> **What this task involves**:
Please copy out the lines in the entries that contain "below".

(Natural-language object grounding data)

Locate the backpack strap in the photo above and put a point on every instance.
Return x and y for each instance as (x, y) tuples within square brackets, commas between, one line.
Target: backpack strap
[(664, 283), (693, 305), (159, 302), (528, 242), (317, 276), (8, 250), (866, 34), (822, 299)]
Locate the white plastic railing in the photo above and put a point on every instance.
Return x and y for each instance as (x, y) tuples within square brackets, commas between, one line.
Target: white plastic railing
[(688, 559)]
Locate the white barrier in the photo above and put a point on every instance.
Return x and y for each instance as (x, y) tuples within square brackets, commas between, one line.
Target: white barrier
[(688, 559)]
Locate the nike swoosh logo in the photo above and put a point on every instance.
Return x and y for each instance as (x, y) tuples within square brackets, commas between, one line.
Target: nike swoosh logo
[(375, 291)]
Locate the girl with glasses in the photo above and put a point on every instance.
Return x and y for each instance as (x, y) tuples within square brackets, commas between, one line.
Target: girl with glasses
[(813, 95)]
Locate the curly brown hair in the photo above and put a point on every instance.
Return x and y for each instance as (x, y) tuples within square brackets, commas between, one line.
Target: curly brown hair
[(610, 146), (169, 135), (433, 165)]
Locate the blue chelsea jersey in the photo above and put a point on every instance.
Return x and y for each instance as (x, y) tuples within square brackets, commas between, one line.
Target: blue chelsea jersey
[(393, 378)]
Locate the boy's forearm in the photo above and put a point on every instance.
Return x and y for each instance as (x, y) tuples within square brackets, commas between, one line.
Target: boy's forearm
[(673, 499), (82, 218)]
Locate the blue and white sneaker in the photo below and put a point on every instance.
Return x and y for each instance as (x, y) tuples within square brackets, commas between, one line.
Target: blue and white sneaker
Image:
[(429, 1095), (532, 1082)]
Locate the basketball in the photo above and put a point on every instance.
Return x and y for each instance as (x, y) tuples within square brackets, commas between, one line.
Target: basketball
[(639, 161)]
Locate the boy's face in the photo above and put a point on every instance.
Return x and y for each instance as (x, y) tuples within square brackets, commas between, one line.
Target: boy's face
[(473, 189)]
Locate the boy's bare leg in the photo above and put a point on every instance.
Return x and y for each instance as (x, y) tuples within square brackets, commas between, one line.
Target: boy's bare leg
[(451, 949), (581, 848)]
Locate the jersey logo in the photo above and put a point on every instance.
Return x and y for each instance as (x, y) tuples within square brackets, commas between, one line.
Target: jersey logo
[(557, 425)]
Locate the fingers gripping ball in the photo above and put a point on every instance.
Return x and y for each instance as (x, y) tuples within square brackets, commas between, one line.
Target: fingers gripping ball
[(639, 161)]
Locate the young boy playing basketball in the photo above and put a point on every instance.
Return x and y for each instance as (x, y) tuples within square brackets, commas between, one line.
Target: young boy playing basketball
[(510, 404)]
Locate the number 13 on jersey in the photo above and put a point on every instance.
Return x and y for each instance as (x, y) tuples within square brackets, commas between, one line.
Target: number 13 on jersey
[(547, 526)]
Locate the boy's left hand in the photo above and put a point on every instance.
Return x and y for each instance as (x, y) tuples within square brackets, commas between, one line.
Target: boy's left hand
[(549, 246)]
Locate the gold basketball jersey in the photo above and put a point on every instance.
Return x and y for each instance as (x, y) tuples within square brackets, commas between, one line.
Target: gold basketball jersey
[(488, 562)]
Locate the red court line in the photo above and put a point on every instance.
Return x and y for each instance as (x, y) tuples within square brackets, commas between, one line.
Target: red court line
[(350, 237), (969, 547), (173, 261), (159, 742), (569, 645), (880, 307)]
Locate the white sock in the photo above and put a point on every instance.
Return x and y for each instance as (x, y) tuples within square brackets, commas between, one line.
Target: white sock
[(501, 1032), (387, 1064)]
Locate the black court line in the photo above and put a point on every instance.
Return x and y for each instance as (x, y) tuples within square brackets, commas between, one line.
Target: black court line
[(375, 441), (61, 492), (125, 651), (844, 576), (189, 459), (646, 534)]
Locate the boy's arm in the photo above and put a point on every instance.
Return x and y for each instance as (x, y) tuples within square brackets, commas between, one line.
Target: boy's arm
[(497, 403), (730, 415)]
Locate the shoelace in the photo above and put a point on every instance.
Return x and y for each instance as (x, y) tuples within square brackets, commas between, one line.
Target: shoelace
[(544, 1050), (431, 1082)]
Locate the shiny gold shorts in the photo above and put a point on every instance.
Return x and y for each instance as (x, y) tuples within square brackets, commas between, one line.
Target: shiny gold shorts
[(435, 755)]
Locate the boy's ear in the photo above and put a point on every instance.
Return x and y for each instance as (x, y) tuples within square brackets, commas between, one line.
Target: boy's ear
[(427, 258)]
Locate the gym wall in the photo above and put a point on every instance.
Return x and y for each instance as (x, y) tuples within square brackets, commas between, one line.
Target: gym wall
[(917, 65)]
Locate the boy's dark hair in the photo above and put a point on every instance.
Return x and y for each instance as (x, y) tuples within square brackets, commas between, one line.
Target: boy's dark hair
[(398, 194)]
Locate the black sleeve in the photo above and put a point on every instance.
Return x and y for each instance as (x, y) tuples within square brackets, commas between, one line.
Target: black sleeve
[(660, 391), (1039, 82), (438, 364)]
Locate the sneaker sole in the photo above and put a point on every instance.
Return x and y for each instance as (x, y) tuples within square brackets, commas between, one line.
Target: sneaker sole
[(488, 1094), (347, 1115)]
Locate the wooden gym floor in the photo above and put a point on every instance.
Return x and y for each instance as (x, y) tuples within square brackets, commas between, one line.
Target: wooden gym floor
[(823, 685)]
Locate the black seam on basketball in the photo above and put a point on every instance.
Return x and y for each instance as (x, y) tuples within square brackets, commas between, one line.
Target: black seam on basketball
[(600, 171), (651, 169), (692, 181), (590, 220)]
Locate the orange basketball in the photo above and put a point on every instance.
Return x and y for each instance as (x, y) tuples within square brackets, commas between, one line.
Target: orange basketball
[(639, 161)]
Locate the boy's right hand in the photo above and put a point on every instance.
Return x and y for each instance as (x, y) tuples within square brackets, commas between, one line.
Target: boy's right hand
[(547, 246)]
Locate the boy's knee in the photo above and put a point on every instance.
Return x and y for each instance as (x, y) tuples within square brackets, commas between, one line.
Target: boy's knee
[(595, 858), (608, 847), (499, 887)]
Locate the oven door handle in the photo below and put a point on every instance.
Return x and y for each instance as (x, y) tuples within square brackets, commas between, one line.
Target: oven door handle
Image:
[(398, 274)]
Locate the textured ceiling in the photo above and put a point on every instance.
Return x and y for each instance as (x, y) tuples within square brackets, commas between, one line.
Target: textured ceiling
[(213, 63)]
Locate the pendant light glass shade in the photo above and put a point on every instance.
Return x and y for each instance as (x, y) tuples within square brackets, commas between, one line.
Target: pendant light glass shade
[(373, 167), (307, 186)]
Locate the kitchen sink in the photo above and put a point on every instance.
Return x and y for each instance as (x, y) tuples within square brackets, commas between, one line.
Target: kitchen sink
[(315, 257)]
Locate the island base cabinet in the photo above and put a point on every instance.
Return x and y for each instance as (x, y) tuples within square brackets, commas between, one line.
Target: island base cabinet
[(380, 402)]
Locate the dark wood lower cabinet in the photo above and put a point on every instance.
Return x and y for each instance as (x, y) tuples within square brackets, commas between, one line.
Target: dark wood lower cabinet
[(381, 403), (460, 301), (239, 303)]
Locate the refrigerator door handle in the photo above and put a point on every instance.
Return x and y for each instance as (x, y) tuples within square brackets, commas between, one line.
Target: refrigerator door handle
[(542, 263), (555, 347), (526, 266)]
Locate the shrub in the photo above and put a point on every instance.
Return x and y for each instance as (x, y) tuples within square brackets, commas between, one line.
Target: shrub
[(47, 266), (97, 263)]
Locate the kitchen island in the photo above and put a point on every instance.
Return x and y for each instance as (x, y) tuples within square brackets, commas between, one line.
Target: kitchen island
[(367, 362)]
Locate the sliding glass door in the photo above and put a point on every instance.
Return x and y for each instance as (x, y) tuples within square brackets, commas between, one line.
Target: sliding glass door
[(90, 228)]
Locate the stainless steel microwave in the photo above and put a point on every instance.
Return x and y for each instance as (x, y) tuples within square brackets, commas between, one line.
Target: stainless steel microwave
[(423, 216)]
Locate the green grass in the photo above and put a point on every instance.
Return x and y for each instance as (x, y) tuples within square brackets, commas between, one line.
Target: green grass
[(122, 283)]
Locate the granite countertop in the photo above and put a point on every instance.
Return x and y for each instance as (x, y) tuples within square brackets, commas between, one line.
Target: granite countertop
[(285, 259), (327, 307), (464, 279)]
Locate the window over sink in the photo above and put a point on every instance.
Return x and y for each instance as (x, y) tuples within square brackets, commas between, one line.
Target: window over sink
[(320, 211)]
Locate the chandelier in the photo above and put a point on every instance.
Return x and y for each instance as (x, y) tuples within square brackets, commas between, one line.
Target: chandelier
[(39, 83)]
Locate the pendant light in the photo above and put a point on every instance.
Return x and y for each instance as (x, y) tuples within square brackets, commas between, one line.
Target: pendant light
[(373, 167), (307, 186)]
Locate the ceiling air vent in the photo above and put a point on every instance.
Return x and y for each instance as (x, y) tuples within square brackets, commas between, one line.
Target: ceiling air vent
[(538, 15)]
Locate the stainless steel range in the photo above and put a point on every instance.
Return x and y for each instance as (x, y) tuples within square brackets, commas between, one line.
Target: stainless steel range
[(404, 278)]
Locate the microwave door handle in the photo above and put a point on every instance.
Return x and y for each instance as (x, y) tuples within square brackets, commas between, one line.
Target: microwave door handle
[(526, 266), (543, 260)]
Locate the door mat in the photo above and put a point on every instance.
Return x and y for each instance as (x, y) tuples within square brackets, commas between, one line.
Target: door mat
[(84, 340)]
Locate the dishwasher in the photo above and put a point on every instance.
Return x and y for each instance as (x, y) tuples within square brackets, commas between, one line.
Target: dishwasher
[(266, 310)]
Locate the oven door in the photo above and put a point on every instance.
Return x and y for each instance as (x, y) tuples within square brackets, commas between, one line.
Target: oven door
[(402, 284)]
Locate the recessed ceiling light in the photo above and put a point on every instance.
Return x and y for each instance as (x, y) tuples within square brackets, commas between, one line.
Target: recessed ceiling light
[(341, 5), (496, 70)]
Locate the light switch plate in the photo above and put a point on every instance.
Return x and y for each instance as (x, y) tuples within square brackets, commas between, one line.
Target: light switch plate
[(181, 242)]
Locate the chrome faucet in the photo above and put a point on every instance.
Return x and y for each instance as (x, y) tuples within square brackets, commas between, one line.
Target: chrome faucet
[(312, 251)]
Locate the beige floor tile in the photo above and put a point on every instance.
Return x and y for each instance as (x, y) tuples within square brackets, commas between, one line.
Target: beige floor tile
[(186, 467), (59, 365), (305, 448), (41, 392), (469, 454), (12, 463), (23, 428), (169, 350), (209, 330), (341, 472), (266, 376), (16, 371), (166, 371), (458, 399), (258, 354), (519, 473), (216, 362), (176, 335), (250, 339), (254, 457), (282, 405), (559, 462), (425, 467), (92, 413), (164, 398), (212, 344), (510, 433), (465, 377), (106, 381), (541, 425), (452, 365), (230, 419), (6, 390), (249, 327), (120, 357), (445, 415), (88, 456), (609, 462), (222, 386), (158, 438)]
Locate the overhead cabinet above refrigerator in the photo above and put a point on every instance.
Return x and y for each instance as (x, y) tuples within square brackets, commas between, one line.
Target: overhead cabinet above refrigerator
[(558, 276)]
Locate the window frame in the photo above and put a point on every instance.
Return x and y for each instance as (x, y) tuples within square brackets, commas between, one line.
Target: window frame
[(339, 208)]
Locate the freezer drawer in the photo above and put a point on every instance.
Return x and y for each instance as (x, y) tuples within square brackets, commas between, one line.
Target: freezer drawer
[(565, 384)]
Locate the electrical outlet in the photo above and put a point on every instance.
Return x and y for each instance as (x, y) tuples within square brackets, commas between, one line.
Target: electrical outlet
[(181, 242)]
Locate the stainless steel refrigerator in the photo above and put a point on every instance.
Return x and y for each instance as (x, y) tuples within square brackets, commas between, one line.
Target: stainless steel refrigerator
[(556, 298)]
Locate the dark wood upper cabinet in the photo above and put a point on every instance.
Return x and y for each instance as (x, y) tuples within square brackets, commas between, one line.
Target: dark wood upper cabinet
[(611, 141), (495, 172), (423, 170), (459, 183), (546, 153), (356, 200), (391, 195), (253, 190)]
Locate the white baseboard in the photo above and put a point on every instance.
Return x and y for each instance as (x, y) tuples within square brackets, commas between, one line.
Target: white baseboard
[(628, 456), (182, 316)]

> **Expected answer**:
Locate the blue and white sneaker in the photo below and put a point on every instance.
Locate the oven door handle in the photo below and put a point on every instance.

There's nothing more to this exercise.